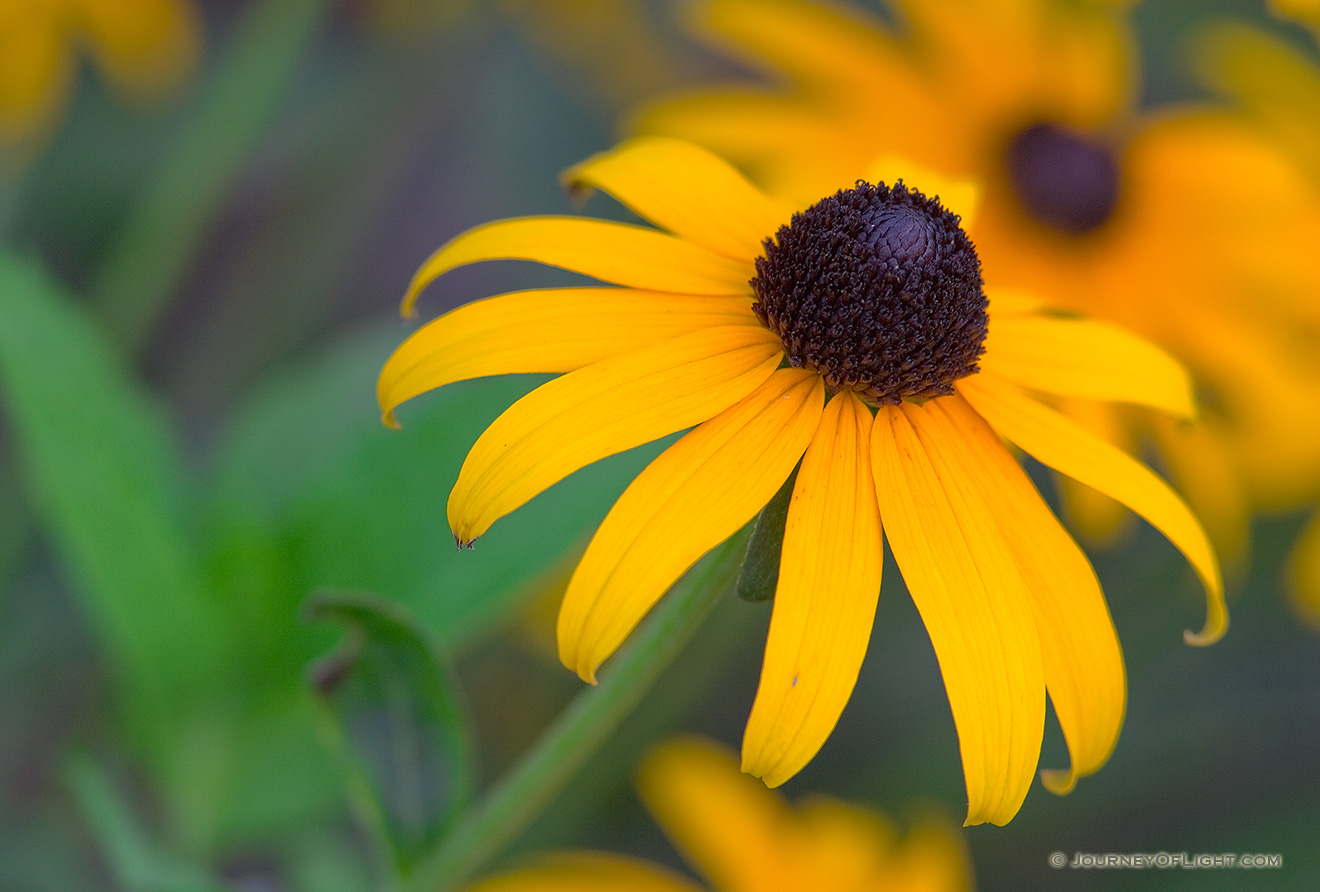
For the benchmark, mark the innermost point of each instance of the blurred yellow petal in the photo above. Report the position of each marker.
(602, 409)
(1007, 302)
(933, 858)
(727, 825)
(1204, 469)
(588, 872)
(974, 603)
(685, 190)
(549, 330)
(689, 499)
(36, 77)
(1079, 645)
(956, 194)
(613, 252)
(1089, 359)
(846, 843)
(1059, 442)
(145, 49)
(829, 579)
(815, 44)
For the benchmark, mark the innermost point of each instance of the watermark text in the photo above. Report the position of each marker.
(1164, 860)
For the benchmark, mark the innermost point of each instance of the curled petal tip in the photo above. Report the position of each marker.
(1207, 636)
(408, 308)
(1216, 624)
(1059, 781)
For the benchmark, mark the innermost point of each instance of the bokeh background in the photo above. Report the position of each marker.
(225, 586)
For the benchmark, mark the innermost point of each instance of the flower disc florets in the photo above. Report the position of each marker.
(1063, 180)
(878, 289)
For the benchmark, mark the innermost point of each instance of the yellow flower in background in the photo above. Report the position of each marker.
(143, 48)
(745, 838)
(892, 396)
(1180, 224)
(1278, 89)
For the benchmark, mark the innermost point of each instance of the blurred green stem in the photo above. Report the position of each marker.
(242, 96)
(516, 798)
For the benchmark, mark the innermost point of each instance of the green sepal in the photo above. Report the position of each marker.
(759, 573)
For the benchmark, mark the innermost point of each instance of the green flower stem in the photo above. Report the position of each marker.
(516, 798)
(240, 99)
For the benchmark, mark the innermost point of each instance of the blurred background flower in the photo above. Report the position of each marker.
(193, 309)
(141, 48)
(1277, 87)
(1094, 201)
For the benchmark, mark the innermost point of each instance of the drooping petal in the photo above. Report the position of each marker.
(613, 252)
(602, 409)
(1094, 516)
(829, 579)
(688, 191)
(1059, 442)
(547, 330)
(698, 797)
(1203, 466)
(689, 499)
(1079, 645)
(1089, 359)
(974, 603)
(588, 872)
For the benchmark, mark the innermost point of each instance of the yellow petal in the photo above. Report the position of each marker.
(687, 190)
(1059, 442)
(1089, 359)
(726, 825)
(693, 496)
(614, 252)
(1089, 512)
(1203, 465)
(588, 872)
(548, 330)
(829, 579)
(1079, 647)
(602, 409)
(974, 603)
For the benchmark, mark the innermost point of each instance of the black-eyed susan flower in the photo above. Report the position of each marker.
(1277, 87)
(143, 48)
(743, 838)
(1178, 223)
(853, 338)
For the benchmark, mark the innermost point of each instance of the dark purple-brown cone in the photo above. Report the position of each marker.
(879, 290)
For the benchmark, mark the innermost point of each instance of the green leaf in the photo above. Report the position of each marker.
(136, 860)
(394, 719)
(355, 506)
(759, 574)
(100, 467)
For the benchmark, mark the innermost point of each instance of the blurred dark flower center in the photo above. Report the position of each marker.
(1061, 178)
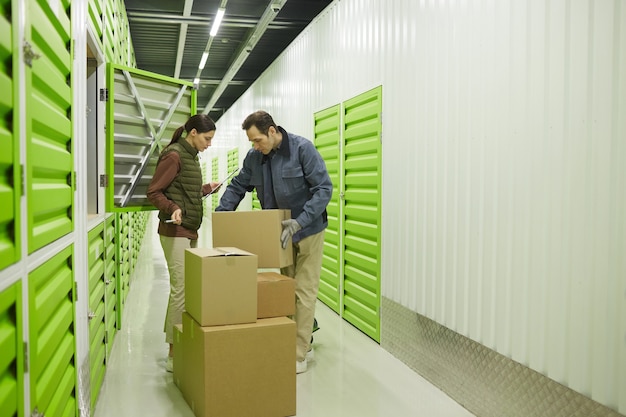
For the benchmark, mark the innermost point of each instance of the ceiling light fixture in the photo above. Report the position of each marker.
(205, 55)
(217, 21)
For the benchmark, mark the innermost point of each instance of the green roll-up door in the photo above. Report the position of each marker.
(95, 12)
(52, 346)
(110, 272)
(122, 234)
(143, 111)
(50, 163)
(97, 309)
(362, 211)
(10, 176)
(327, 132)
(11, 346)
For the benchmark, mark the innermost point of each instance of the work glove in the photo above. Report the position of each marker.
(290, 227)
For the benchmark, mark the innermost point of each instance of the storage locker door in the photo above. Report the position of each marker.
(11, 359)
(52, 346)
(123, 263)
(143, 111)
(327, 135)
(110, 271)
(96, 19)
(50, 164)
(362, 211)
(108, 37)
(10, 178)
(97, 327)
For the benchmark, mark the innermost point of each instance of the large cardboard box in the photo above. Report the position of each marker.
(220, 285)
(256, 231)
(241, 370)
(178, 355)
(276, 295)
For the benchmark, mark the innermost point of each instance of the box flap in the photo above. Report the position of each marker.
(221, 251)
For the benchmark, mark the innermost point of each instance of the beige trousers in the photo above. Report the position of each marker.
(174, 250)
(306, 269)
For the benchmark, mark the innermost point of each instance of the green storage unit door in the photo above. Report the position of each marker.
(52, 345)
(96, 18)
(10, 176)
(97, 308)
(143, 111)
(50, 163)
(123, 263)
(327, 136)
(110, 271)
(362, 211)
(11, 360)
(109, 36)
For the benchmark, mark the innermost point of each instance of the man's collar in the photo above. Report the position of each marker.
(283, 148)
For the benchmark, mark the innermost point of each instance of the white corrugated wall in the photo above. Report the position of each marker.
(504, 165)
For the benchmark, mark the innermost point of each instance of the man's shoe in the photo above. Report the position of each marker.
(301, 366)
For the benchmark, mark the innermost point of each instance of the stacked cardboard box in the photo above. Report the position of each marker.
(234, 354)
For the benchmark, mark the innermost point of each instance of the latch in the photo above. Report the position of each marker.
(29, 54)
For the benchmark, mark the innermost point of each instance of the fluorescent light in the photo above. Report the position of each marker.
(217, 21)
(205, 55)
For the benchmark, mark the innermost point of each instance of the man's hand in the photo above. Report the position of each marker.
(289, 228)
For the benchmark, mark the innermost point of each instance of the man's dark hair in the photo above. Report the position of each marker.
(261, 119)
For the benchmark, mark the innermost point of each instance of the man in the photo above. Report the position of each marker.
(288, 173)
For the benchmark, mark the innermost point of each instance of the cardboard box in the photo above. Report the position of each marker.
(220, 285)
(178, 355)
(241, 370)
(256, 231)
(276, 295)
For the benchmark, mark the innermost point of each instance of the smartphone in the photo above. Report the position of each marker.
(221, 183)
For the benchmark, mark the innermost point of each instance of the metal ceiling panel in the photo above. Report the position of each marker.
(159, 27)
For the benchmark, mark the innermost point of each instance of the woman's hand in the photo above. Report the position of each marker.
(177, 216)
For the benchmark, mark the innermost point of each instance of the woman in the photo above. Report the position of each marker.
(176, 190)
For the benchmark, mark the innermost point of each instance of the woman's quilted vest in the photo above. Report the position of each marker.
(186, 189)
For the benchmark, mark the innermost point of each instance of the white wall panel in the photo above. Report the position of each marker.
(504, 165)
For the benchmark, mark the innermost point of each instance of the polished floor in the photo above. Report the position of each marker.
(352, 376)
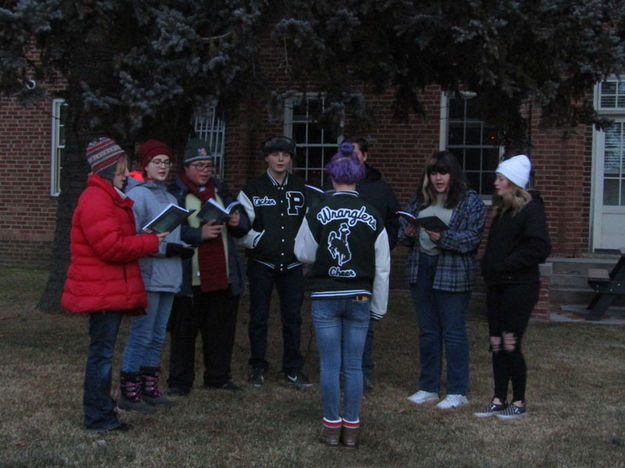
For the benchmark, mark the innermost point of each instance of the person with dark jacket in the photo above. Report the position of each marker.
(212, 279)
(162, 275)
(275, 203)
(377, 192)
(517, 243)
(104, 279)
(345, 240)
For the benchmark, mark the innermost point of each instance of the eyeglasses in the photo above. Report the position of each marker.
(202, 167)
(161, 162)
(438, 171)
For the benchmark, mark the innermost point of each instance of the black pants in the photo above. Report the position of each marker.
(509, 307)
(290, 286)
(214, 316)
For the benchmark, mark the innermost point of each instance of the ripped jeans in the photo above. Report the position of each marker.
(509, 307)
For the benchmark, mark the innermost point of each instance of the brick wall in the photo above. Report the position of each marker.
(27, 211)
(399, 151)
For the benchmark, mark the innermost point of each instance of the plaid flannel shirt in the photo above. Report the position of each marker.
(457, 265)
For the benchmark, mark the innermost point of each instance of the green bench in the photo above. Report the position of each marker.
(607, 286)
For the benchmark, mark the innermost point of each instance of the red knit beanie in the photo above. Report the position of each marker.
(103, 153)
(150, 149)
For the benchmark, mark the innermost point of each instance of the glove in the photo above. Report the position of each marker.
(178, 250)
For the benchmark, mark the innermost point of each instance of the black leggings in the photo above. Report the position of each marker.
(509, 307)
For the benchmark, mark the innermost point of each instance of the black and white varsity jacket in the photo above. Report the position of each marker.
(276, 212)
(345, 239)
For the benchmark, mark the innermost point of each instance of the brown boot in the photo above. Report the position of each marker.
(349, 434)
(330, 433)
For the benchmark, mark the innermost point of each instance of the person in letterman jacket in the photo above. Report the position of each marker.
(275, 203)
(347, 243)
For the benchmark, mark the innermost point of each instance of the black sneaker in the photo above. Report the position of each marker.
(512, 412)
(298, 379)
(367, 384)
(490, 409)
(257, 377)
(178, 391)
(121, 427)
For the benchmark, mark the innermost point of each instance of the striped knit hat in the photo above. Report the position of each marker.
(103, 153)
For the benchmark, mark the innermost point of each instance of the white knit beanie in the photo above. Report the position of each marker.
(516, 170)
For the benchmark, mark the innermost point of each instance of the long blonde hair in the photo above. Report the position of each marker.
(513, 200)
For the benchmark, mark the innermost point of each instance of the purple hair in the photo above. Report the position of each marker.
(345, 167)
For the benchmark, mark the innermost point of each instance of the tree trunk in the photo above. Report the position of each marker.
(74, 172)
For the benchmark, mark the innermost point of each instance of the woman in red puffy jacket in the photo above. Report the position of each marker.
(104, 279)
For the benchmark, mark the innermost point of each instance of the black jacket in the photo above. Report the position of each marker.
(517, 245)
(193, 236)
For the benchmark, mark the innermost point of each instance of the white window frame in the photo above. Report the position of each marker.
(607, 111)
(328, 149)
(444, 131)
(57, 146)
(212, 129)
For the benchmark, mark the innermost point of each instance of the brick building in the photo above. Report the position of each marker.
(580, 176)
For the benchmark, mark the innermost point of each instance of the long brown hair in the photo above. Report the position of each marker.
(446, 162)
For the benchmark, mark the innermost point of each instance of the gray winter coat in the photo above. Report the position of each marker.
(160, 273)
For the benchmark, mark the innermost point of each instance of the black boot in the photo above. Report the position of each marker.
(150, 392)
(130, 395)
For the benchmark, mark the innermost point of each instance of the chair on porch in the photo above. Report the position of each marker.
(607, 287)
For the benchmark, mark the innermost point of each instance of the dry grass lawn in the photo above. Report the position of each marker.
(576, 398)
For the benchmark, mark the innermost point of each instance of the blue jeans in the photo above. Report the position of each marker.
(367, 355)
(98, 406)
(341, 330)
(290, 286)
(147, 333)
(442, 318)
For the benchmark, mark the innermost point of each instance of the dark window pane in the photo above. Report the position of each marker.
(299, 133)
(608, 87)
(491, 159)
(456, 108)
(610, 191)
(474, 134)
(488, 178)
(489, 136)
(314, 133)
(612, 162)
(314, 178)
(314, 158)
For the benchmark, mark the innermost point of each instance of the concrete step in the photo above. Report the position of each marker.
(581, 265)
(569, 281)
(564, 296)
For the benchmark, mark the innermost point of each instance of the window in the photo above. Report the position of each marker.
(471, 140)
(212, 129)
(614, 165)
(315, 145)
(612, 95)
(57, 146)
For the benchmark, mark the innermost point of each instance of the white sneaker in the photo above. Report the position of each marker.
(422, 396)
(452, 401)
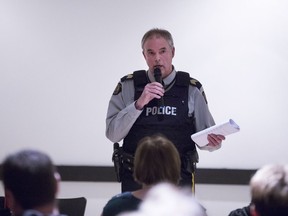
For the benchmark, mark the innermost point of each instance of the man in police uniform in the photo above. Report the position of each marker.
(134, 110)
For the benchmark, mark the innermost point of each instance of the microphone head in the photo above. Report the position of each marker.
(157, 74)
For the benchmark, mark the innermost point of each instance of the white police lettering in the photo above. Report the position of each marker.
(166, 110)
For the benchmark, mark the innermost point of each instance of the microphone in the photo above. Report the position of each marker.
(158, 78)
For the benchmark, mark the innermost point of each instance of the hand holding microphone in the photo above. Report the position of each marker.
(158, 78)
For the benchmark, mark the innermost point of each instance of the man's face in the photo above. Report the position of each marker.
(158, 53)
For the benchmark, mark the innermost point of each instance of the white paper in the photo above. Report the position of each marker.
(226, 128)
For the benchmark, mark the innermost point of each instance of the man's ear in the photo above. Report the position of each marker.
(253, 211)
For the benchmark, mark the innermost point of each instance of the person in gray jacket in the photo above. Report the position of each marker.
(173, 104)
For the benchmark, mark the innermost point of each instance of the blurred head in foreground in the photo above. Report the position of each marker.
(30, 182)
(269, 191)
(166, 199)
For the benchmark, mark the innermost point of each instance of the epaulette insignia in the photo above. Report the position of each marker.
(118, 89)
(193, 82)
(127, 77)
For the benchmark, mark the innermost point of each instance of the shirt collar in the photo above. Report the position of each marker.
(167, 80)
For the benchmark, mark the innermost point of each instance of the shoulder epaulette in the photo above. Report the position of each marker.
(195, 83)
(127, 77)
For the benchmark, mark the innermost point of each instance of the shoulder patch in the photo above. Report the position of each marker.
(198, 85)
(118, 89)
(127, 77)
(195, 83)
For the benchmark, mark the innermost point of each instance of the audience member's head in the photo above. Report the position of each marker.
(30, 182)
(166, 199)
(156, 160)
(269, 191)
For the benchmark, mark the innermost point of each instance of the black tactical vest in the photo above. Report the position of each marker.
(175, 124)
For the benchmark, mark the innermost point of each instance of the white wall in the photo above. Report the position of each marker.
(60, 61)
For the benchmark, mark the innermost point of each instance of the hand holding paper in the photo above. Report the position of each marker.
(224, 129)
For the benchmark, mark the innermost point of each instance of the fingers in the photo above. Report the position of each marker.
(151, 91)
(215, 139)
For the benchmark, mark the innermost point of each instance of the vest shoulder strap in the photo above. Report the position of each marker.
(140, 78)
(127, 77)
(191, 81)
(184, 76)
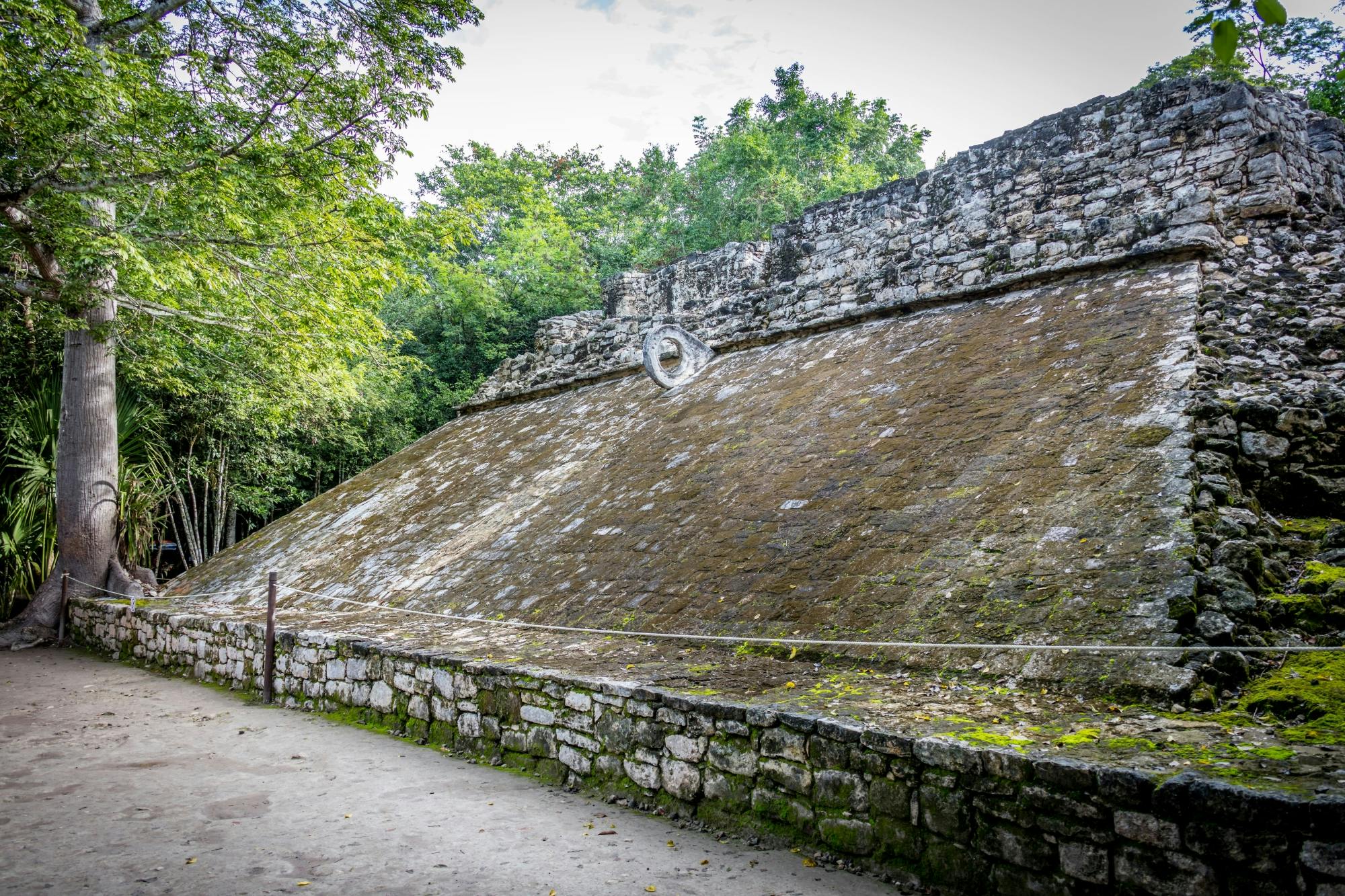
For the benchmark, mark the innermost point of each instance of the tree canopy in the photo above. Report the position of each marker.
(1261, 44)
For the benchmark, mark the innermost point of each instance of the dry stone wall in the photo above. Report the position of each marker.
(1171, 170)
(965, 818)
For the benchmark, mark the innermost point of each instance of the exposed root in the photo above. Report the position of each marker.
(21, 635)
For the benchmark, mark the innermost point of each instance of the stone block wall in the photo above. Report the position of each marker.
(1163, 171)
(945, 813)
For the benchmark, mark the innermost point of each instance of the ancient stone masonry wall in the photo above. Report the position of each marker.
(1269, 420)
(966, 818)
(1176, 169)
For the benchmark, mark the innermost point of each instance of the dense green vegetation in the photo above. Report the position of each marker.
(209, 174)
(1262, 45)
(280, 327)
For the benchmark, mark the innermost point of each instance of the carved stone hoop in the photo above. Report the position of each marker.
(693, 356)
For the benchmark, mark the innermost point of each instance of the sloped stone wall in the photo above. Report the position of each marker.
(1171, 170)
(934, 810)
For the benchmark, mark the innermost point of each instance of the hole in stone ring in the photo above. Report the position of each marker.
(673, 356)
(670, 356)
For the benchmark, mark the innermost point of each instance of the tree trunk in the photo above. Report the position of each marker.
(87, 460)
(232, 532)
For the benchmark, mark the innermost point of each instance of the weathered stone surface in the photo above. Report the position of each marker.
(1078, 365)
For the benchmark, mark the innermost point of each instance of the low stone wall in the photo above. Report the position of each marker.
(941, 811)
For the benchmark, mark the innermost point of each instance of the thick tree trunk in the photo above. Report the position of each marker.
(87, 462)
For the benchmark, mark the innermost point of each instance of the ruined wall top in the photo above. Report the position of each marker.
(1152, 173)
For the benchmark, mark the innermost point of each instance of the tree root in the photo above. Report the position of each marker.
(21, 635)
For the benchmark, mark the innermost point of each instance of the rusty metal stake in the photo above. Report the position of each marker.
(65, 599)
(270, 669)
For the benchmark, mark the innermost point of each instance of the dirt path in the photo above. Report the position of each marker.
(118, 780)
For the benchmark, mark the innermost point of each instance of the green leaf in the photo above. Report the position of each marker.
(1226, 41)
(1272, 13)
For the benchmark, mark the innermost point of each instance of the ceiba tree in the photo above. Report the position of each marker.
(197, 163)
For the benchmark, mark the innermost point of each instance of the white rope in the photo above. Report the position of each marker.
(118, 594)
(818, 642)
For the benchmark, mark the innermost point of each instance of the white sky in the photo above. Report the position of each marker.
(621, 75)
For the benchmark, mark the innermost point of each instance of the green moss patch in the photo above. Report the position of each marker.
(1147, 436)
(1312, 528)
(1320, 577)
(1078, 737)
(1309, 612)
(1309, 693)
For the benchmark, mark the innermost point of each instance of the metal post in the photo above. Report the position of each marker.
(65, 599)
(270, 662)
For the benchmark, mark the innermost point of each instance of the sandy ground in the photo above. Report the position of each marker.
(118, 780)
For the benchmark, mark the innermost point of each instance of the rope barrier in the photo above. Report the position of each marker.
(750, 639)
(818, 642)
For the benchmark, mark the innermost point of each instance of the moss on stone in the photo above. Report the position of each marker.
(1079, 737)
(1320, 577)
(1309, 693)
(1130, 743)
(1304, 611)
(1147, 436)
(1309, 526)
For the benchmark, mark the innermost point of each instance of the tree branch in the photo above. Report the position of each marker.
(41, 256)
(134, 25)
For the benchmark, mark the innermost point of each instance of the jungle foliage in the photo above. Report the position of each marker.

» Task prompt: Only the lines from the one containing "of the rope" through the end of the entries above belong in the answer; repeat them exactly.

» Answer to the exercise:
For the benchmark, mark the innermost point of each instance of the rope barrier in the photo above. Report the position of each marker.
(750, 639)
(818, 642)
For the benchmark, mark the innermost point of each instance of the moss on stone in the photo above. Report the position of each marker.
(1079, 737)
(1320, 577)
(1309, 693)
(1130, 743)
(1304, 611)
(1147, 436)
(1309, 526)
For the benchmark, mark the innermost point of each instance of the tree branch in the photo above. Report the position of each marker.
(41, 256)
(134, 25)
For the benchmark, mark the innermost point of each instance of the jungle foliage in the photo above. Report the position of each marker.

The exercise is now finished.